* _Objective_
State how many lines of the listing below contain the word "dark". Give only the number.

* _Entries provided_
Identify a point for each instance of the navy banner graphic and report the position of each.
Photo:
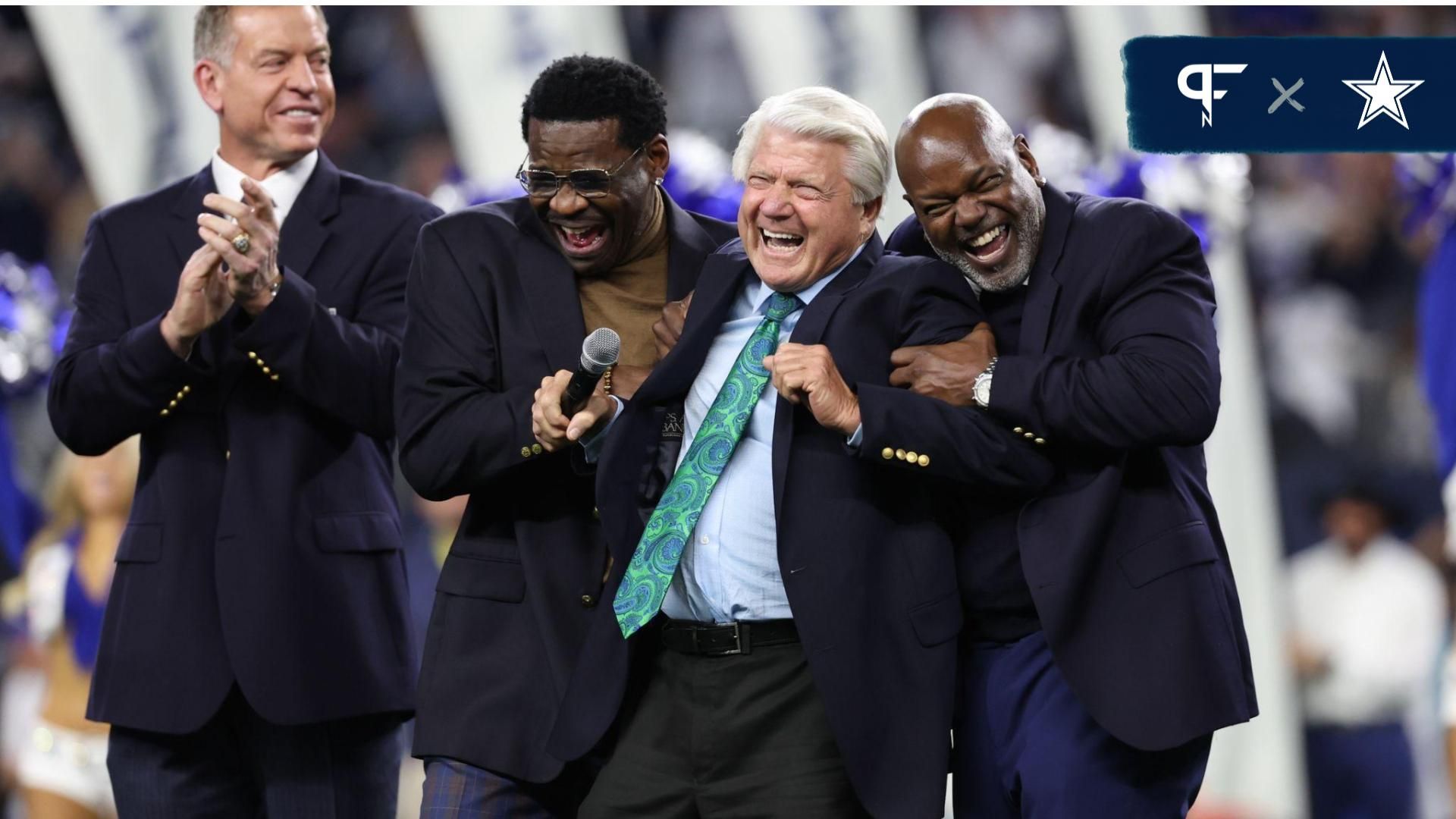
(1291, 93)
* * *
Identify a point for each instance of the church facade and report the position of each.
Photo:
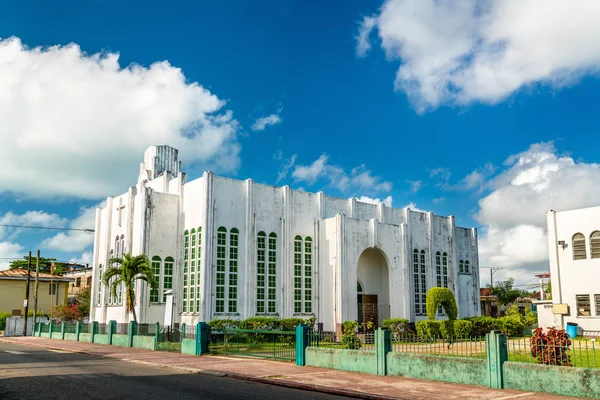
==
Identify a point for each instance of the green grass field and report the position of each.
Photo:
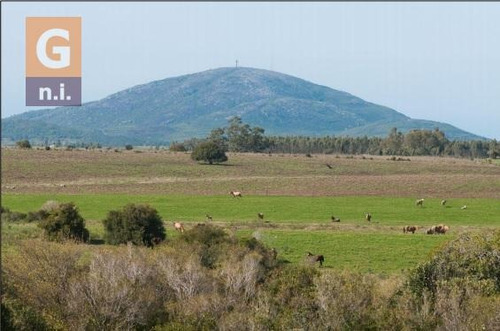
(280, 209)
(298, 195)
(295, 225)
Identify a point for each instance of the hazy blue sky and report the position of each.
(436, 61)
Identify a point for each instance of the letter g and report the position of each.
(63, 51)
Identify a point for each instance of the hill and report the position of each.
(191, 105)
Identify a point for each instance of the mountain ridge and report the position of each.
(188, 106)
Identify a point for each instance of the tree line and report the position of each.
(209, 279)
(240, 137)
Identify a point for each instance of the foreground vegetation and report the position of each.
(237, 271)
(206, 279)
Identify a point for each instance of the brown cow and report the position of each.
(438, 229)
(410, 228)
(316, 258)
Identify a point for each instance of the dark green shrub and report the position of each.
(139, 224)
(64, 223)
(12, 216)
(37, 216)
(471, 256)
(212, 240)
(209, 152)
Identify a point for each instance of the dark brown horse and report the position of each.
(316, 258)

* _Response to the task_
2